--- Start Data lines ---
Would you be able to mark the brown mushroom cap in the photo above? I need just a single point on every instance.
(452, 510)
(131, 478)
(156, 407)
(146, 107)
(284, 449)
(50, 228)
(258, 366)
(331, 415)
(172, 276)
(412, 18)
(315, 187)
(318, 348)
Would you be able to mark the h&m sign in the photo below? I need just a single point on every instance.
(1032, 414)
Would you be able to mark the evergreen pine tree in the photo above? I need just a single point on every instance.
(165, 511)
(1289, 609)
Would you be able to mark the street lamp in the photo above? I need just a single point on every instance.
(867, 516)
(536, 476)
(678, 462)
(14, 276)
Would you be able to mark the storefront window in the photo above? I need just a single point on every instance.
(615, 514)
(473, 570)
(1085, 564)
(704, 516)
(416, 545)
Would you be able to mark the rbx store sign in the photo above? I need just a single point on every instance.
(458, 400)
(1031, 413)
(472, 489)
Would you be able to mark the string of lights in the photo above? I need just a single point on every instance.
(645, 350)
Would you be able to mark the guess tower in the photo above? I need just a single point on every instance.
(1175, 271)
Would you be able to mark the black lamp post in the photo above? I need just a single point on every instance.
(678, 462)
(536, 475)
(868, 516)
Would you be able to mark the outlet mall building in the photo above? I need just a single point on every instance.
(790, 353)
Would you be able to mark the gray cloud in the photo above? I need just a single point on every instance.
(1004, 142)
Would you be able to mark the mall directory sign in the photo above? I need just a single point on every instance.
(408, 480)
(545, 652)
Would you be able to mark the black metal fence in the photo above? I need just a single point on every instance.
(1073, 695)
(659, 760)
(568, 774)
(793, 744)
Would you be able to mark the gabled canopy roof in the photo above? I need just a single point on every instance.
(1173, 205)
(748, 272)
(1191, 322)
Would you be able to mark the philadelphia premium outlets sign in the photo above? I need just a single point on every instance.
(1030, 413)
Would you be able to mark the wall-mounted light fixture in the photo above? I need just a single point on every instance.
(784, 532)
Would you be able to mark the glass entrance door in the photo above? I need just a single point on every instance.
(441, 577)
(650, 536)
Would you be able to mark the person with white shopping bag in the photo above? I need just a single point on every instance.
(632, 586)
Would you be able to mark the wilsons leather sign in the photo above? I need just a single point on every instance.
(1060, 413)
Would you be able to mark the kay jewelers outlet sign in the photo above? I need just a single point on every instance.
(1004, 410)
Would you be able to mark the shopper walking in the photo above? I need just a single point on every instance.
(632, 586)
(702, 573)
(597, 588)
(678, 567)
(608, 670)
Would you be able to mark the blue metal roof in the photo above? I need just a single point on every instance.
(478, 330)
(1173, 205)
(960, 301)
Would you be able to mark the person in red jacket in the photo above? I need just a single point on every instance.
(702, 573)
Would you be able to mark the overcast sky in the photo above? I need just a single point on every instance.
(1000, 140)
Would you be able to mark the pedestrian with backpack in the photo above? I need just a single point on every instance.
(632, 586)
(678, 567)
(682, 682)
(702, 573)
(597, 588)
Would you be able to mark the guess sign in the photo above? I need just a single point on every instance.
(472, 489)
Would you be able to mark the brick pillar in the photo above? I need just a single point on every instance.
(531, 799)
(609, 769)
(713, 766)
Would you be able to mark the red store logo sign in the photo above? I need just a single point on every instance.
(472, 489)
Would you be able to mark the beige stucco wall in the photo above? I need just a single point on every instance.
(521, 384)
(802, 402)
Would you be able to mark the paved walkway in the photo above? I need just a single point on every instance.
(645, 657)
--- End Data lines ---
§ **Work to do**: Place every line of the records from the line containing "Would you be able to mark the storefront" down to the line containing "(1004, 142)", both included, into a JSON list of strings with one string per line. Leave out any blank lines.

§ **Correct result**:
[
  "Would you be able to mark the storefront window in the photo above? I need just a single point on every instance.",
  "(615, 514)",
  "(473, 570)",
  "(1085, 564)",
  "(704, 516)",
  "(416, 545)",
  "Would you be able to mark the rbx store sign in the photo above? I need just a single point on every instance.",
  "(458, 400)",
  "(1031, 413)",
  "(472, 489)",
  "Would you be able to mark the string of lights in the photo above? I need just a single point on every instance.",
  "(645, 350)",
  "Would you be able to mark the guess tower in the photo above? I need just a single point on every instance.",
  "(1175, 271)",
  "Would you be able to mark the black lamp post in the photo above? I need just a single point on every instance.",
  "(678, 462)",
  "(536, 475)",
  "(868, 516)",
  "Would you be able to mark the outlet mall building in the photo above? I need just a single point on every instance.",
  "(790, 353)",
  "Would you be able to mark the gray cloud in the photo above? I need just a single point on every instance.",
  "(1004, 142)"
]